◆ **WHAT TO DO**
The answer is the full listing restated exactly, without any pictures.

━━━━━ RECORDS SHOWN

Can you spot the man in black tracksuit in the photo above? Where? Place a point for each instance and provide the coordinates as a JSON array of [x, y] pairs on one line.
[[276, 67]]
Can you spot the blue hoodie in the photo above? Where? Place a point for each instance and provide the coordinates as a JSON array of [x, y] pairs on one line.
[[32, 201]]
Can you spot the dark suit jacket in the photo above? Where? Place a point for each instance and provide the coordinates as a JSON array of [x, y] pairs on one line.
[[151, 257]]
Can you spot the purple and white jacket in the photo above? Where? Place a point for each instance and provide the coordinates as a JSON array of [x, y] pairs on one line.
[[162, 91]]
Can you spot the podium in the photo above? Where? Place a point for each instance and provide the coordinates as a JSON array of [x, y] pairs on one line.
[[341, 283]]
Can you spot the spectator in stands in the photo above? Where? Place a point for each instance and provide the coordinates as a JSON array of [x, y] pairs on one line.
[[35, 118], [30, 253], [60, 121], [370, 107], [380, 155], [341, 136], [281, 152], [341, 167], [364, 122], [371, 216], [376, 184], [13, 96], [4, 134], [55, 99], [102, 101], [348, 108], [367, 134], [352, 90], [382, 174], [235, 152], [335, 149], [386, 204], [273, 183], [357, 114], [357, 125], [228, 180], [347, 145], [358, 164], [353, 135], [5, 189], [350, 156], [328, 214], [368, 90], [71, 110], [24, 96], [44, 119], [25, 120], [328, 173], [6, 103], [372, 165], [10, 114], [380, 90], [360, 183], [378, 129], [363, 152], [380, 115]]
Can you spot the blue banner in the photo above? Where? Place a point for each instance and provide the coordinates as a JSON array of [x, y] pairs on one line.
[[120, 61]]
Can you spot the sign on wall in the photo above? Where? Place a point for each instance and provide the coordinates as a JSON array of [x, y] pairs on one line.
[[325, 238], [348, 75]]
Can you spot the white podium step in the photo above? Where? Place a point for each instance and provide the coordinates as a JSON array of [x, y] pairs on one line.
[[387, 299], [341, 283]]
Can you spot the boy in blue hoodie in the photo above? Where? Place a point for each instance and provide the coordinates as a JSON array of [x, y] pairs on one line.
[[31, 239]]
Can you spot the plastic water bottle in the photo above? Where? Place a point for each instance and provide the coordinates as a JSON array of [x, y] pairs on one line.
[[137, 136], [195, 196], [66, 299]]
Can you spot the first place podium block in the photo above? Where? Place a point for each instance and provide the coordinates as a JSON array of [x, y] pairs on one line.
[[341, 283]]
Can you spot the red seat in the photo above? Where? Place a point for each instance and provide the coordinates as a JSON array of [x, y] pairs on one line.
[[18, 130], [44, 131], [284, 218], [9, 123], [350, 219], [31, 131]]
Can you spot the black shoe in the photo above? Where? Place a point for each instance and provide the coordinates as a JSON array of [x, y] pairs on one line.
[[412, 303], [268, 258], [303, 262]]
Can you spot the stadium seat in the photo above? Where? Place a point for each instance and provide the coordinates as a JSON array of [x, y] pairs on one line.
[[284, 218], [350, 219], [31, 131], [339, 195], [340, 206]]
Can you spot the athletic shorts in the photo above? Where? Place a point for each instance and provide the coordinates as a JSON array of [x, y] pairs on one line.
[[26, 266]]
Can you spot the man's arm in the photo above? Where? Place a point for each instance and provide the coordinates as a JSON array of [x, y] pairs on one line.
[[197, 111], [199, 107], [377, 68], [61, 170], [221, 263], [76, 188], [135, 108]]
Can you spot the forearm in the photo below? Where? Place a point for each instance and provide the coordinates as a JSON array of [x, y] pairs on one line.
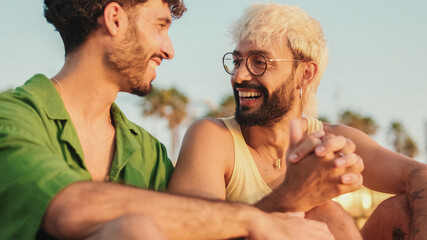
[[81, 208], [416, 192]]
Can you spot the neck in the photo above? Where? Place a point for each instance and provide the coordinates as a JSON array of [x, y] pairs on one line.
[[272, 139], [87, 89]]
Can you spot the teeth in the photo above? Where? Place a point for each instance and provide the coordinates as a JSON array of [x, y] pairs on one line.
[[249, 94]]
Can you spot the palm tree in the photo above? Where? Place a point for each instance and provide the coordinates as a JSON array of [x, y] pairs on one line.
[[170, 104], [226, 108], [364, 124], [402, 142]]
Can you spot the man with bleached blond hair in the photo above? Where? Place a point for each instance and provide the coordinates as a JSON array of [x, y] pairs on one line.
[[276, 67]]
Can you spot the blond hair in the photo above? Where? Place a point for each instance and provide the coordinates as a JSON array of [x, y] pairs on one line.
[[267, 24]]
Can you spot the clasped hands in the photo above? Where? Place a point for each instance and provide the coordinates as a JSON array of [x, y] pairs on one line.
[[319, 167]]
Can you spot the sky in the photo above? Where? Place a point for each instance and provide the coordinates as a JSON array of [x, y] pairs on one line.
[[377, 64]]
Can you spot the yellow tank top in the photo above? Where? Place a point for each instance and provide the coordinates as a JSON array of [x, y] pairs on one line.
[[246, 184]]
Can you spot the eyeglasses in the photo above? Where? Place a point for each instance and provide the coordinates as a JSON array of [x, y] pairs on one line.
[[255, 62]]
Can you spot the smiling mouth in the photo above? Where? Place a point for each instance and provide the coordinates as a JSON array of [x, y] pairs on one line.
[[249, 95]]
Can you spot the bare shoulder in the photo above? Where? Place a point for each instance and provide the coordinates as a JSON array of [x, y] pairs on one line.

━━━━━━━━━━

◆ **ANSWER SPACE**
Can you spot the man in black tracksuit in the photo above? Where? Place a point for each instance and provide the coordinates as a JSON array of [x, y] pairs on one line.
[[276, 67]]
Can you spot the blue hoodie in the photo above? Where? Place a point for each instance and provide the coordinates as a JSON array of [x, y] pairs on one line.
[[32, 201]]
Can you spot the dark suit jacket in the photo above? Where? Place a point for each instance and provide the coordinates as a JSON array of [x, y] pairs on one line.
[[151, 257]]
Can you spot the purple and white jacket in the photo above? Where? Place a point for each instance and provide the coordinates as a JSON array of [x, y] pairs on one line.
[[162, 91]]
Can you spot the podium in the photo above? Where? Place a point for each instance and provide the coordinates as a JSON array of [x, y] pairs on one line.
[[341, 283]]
Can you spot the spectator in stands in the photo above? Where? Place a point for each instance and provide the coordinates as a JSON array of [x, y] pairs on one line.
[[35, 118], [30, 253], [60, 121], [370, 107], [380, 155], [341, 136], [281, 152], [341, 167], [364, 122], [371, 216], [376, 184], [13, 96], [4, 134], [55, 99], [102, 101], [348, 108], [367, 134], [352, 90], [382, 174], [235, 152], [335, 149], [386, 204], [273, 183], [357, 114], [357, 125], [228, 180], [347, 145], [358, 164], [353, 135], [5, 189], [350, 156], [328, 214], [368, 90], [71, 110], [24, 96], [44, 119], [25, 120], [328, 173], [6, 103], [372, 165], [10, 114], [380, 90], [360, 183], [378, 129], [363, 152], [380, 115]]
Can you spot the blue banner in the photo above? Where? Place a point for each instance and provide the coordinates as a JSON array of [x, y] pairs on one line.
[[120, 61]]
Can you spot the sign on wall in the photo above? Where? Place a point for each instance and provide the coordinates as a JSON array of [x, y] pairs on one line.
[[325, 238], [348, 75]]
Can you spot the white podium step in the photo above? Where? Place a point for each instance and provide the coordinates as a JSON array of [x, y] pairs on one line.
[[387, 299], [341, 283]]
Can you spot the boy in blue hoodie in the photo above? Where? Place a point for each instance and provide the coordinates as a JSON array of [x, y] pairs on one line.
[[31, 239]]
Can you spot the plastic water bottle in the photo above? Where? Place a point for each instance and provide the coordinates as a JSON array of [x, y] pairs on one line.
[[137, 136], [195, 196], [66, 299]]
Can you spot the first place podium block in the photo above? Where? Place a point for each instance and provide the coordinates as a JSON array of [x, y] pairs on one line.
[[341, 283]]
Can you spot the red seat in the photo above? Where? Place a point for each instance and provide the coordinates as a JSON array of [x, y] pairs on one line.
[[18, 130], [44, 131], [284, 218], [9, 123], [350, 219], [31, 131]]
Can you spot the black shoe in the photo above? Where? Place a point for each instance and provide the coordinates as a JSON array of [x, y] pairs on one line.
[[412, 303], [268, 258], [303, 262]]
Can you spot the stadium seat in the photo above? Where? Place a point for each instance and provide the coordinates as a JSON array of [x, y] pairs on one line.
[[284, 218], [350, 219], [31, 131], [339, 195], [340, 206]]
Can you spot the athletic shorts in the photo above? Where? Place a point for each instance and provide the coordinates as a JSON array of [x, y] pairs on one line.
[[26, 266]]
Can you spot the man's arm in the photo above? Where? Place a point for each instance and provide the coordinates as a JSON array of [x, y] pairs on one line.
[[197, 111], [199, 107], [377, 68], [61, 170], [221, 263], [76, 188], [135, 108]]
Can you spot the forearm in the photo below? Where? Place a point for each instance and provide the coordinates as a JSON array of [x, y] pairs on one line.
[[81, 208], [416, 192]]
Can you spot the neck in the photo above? Where? Place a point for each instance and provide the coordinates as a JSON array of [x, y] pairs on one line.
[[272, 139], [87, 89]]
Can you spot the teeth in the photo above? Where? Place a point for each instance and provide the coordinates as a JSON array of [x, y] pairs on one line.
[[249, 94]]
Can you spot the palm tree in the photo above? Where? Place a point for each instance and provide the coordinates as a JSON array of [x, y] pairs on one line.
[[170, 104], [226, 108], [364, 124], [402, 142]]
Can you spot the man with bleached blond hair in the photo above? Where? Place a point for each instance and provide the coordinates as a JSON array of [x, y] pairs on one line.
[[276, 67]]
Can you spot the blond hair in the photo above? Where? Place a point for each instance and provide the coordinates as a JSON array of [x, y] pairs on one line.
[[267, 24]]
Can you spot the clasped hands in the photo above? Where? Place a point for each instance and provide the coordinates as a JSON array of [x, y] pairs on one line.
[[319, 167]]
Can you spot the sky in the photo above? Where? Place a point for each instance and provide the coordinates as a JSON array of [x, y] pairs on one line.
[[377, 64]]
Can you spot the yellow tank top in the photo above? Where? Place a point for each instance and provide the coordinates as a JSON array of [x, y] pairs on one line.
[[246, 184]]
Can you spot the eyeglasses in the photo above? Where? Place a point for each instance and provide the coordinates as a JSON array of [x, y] pairs on one line.
[[255, 62]]
Can you spot the smiling mouth in the photo above? Where? Place a point for each instance and provide the coordinates as a JSON array of [x, y] pairs on one line.
[[249, 95]]
Can you spot the bare shoulder in the photo above? Where? Place a point for each instance and provide the coordinates as a JSON array of [x, y] pairs on one line.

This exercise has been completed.